[Position annotation records]
--

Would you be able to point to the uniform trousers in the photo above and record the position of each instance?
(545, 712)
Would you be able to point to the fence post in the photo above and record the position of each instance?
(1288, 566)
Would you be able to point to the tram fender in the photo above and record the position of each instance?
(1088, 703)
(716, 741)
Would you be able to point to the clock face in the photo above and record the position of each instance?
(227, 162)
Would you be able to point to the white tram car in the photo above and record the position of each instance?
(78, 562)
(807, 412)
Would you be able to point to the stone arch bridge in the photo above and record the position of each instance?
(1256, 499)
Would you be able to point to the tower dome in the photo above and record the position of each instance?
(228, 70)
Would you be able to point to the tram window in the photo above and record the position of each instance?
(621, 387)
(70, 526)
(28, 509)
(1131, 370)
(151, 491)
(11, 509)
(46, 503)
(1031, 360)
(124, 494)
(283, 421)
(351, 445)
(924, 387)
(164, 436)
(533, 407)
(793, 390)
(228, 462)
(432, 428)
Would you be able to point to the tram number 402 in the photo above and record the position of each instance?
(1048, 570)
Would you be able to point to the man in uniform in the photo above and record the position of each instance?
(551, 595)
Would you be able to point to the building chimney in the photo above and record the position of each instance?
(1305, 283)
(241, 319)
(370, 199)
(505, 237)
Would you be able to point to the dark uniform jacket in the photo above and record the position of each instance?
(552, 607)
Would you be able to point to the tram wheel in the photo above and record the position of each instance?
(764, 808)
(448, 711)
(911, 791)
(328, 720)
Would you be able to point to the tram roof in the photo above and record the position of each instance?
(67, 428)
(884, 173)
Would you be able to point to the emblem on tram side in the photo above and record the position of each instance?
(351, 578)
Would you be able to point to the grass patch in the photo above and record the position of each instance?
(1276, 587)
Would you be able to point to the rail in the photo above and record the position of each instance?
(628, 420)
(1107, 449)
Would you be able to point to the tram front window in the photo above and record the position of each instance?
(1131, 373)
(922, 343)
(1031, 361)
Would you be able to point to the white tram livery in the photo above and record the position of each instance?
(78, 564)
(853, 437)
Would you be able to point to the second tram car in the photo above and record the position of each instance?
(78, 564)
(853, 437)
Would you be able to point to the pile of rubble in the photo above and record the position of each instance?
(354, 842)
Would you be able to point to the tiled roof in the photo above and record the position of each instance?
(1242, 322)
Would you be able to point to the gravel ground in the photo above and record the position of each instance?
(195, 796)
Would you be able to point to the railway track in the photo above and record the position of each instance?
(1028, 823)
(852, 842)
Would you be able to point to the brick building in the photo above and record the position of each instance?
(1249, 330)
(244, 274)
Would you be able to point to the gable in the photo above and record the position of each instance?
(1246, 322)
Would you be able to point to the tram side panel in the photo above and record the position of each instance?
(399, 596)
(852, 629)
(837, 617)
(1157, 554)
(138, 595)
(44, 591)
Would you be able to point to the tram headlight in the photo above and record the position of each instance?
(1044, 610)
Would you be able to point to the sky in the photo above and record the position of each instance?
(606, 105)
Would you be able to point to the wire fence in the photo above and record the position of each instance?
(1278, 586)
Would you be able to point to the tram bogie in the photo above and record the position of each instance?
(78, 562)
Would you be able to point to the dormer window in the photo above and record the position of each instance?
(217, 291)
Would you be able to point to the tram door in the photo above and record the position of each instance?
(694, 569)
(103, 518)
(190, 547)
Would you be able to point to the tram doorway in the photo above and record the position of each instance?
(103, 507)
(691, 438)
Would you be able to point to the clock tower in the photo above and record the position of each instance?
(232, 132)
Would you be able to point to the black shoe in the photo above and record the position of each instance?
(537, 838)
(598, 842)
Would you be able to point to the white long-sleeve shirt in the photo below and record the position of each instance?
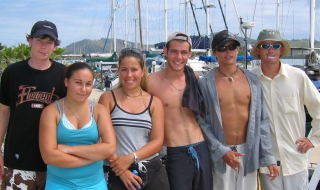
(285, 96)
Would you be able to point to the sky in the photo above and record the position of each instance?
(91, 19)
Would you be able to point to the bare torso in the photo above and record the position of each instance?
(234, 98)
(181, 127)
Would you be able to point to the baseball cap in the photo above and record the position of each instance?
(222, 38)
(270, 35)
(44, 28)
(180, 36)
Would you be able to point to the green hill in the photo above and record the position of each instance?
(87, 46)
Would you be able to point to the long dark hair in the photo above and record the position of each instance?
(131, 52)
(76, 66)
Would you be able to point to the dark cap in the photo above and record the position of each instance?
(222, 38)
(179, 36)
(44, 28)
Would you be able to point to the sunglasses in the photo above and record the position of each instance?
(133, 50)
(225, 48)
(267, 46)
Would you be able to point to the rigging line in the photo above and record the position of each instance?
(254, 14)
(205, 10)
(224, 19)
(285, 25)
(194, 16)
(105, 43)
(239, 20)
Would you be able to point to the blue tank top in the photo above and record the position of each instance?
(81, 177)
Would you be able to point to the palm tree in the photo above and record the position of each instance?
(7, 54)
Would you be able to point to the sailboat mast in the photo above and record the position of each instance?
(165, 20)
(187, 17)
(114, 27)
(147, 25)
(126, 26)
(278, 15)
(312, 23)
(140, 26)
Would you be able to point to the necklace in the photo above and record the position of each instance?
(179, 89)
(76, 115)
(230, 77)
(127, 96)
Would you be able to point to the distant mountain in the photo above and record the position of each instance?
(87, 46)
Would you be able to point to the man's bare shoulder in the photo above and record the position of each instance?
(155, 75)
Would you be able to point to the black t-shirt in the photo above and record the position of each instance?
(107, 83)
(27, 91)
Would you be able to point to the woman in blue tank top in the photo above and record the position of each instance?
(138, 121)
(76, 135)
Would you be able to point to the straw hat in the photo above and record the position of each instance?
(270, 35)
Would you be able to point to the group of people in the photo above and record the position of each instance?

--

• _What is asked_:
Could you write out all of the records above word for word, leaving the pictures out?

• _Correct answer_:
Would you be able to point to the uniform trousers in the photo above and record the position of each instance?
(545, 712)
Would you be able to point to the fence post in the photo above and record the position of each instance?
(1288, 566)
Would you be able to point to the tram fender in the photo above and record the position of each instance?
(1088, 703)
(716, 741)
Would you be able to point to the clock face in the photo above and record the position of each instance?
(227, 162)
Would you be able to point to the white tram car in the photo above and record the position of each instance?
(78, 562)
(807, 412)
Would you be able to point to the stone arch bridge in the photo above and record the position of each instance?
(1256, 499)
Would you be able to point to the tower dome in the photo above and record the position of each instance?
(228, 70)
Would you be able to point to the tram window in the photo above and record the position of each instance?
(621, 387)
(70, 526)
(28, 509)
(1131, 370)
(151, 491)
(11, 509)
(46, 503)
(1031, 360)
(124, 494)
(283, 421)
(351, 445)
(924, 387)
(164, 436)
(533, 407)
(793, 390)
(228, 462)
(432, 428)
Would you be able to point to the tram number 402 in the photo above and record the position of each instance?
(1048, 570)
Would you be able to point to the man in uniform in the photo above and record the position of each instance?
(551, 595)
Would you be able to point to the building chimney in the photo above and record the position of each instance?
(1305, 283)
(241, 319)
(370, 199)
(505, 237)
Would you be able to point to the dark uniform jacket in the photo above and record the position of each instance?
(552, 607)
Would you be able to point to the tram wheel in the photo above and record the position of each instance?
(764, 808)
(448, 711)
(911, 791)
(328, 720)
Would you be able to point to the tram roof in the photo above and record the position of each instance?
(67, 428)
(884, 173)
Would you be able to point to the emblem on tram side in the photo above and record the position of each instance?
(351, 578)
Would you be able to point to the grass patch in the photo above and record the position of each instance?
(1276, 587)
Would you be able to point to the rail in the photo above and record the position of each instance?
(628, 420)
(1107, 449)
Would you be able to point to the tram front window in the photo above and record the position of each instance?
(1131, 373)
(922, 343)
(1031, 361)
Would you be able to point to the white tram livery in the photo above and record the position of each instance?
(78, 564)
(853, 437)
Would you be able to point to the second tram car in the photo above and record the position of each instance?
(78, 564)
(853, 437)
Would you be able to point to the pile of rubble in the photo above and record the position of each instance?
(354, 842)
Would you be able to point to the tiled roof in the photo above and record the position of each instance?
(1242, 322)
Would you be able to point to the gravel ground in the photo above and record the position of each instance?
(195, 796)
Would you be able to point to the railway track in the photo above and record the position of each instance?
(1028, 823)
(852, 842)
Would you be able to point to the brick building in the photo above and record the position of each instance?
(1249, 330)
(244, 274)
Would you be able to point to the gable in the photo above and record the position of each instance?
(1246, 322)
Would you be able to point to the tram side panel in the photo above and record the position of each instance?
(399, 596)
(852, 629)
(837, 617)
(1157, 554)
(138, 595)
(44, 591)
Would you be able to point to the tram headlight in the photo above and record the position of each instance?
(1044, 610)
Would you be able to point to the sky in the photo above and record the position of each instance?
(606, 105)
Would you be able to point to the wire fence in the photo above and record the position of each instance?
(1278, 586)
Would you be able to point to the tram bogie in the photo above and record the position of each instance?
(78, 562)
Would you be able to point to the dormer window in the photo above and record the position of each instance?
(217, 291)
Would you be able to point to the tram door in the photo above and record the position of each instance?
(694, 569)
(103, 518)
(190, 547)
Would you be able to point to the tram doorway in the photo above and record the position of each instance?
(103, 507)
(691, 438)
Would you be able to point to the clock tower in the photo above and record the position of each instance?
(232, 132)
Would you be able to point to the black shoe in the photo above and record the position of each instance?
(537, 838)
(598, 842)
Would you be able to point to the white long-sleeve shirt in the photo below and record the position of each instance?
(285, 96)
Would you be able to point to the sky in the photo above and record the position of each instance?
(91, 19)
Would you be able to point to the bare torso in the photo above and record the position of each instance?
(234, 98)
(181, 127)
Would you be able to point to the baseball cap in the photo above and record the position of each instance?
(222, 38)
(270, 35)
(44, 28)
(180, 36)
Would you be able to point to the green hill in the photo above and record the position of each instance?
(87, 46)
Would you be able to point to the long dark hair in the photo above and record the position of each instance?
(131, 52)
(76, 66)
Would you be able to point to the dark cap in the photo above and record the position of each instance?
(222, 38)
(179, 36)
(44, 28)
Would you be able to point to the sunglasses in the photo above and record the position of each instance?
(133, 50)
(225, 48)
(267, 46)
Would you be able to point to the rigging line in the photo above and record the position of each instance?
(254, 14)
(205, 10)
(224, 19)
(285, 25)
(194, 16)
(105, 43)
(239, 20)
Would you be able to point to the blue tank top in the photo above and record the position of each instance?
(81, 177)
Would you be able to point to the palm tree in the photo above and record the position of each instance?
(7, 54)
Would you be able to point to the sailboat mast in the photo above and record the position of each instance?
(165, 20)
(187, 17)
(114, 27)
(147, 25)
(126, 26)
(278, 15)
(312, 23)
(140, 26)
Would you be able to point to the necklace in the photo above and record the position of each instance?
(179, 89)
(76, 115)
(230, 77)
(127, 96)
Would you be able to point to the distant mountain in the photo above and record the position of each instance?
(87, 46)
Would you be able to point to the man's bare shoulder in the photo above and record the position of each instance?
(155, 75)
Would you be able to point to the black t-shirt in the photo above and record the position of each instance?
(107, 83)
(27, 91)
Would you be able to point to the woman in blue tank top in the photo above and record the position of each instance?
(138, 121)
(76, 135)
Would you be able to point to the straw hat in the photo above and record the position of each instance?
(270, 35)
Would you be able to point to the group of people in the photo above and record the position of each instance?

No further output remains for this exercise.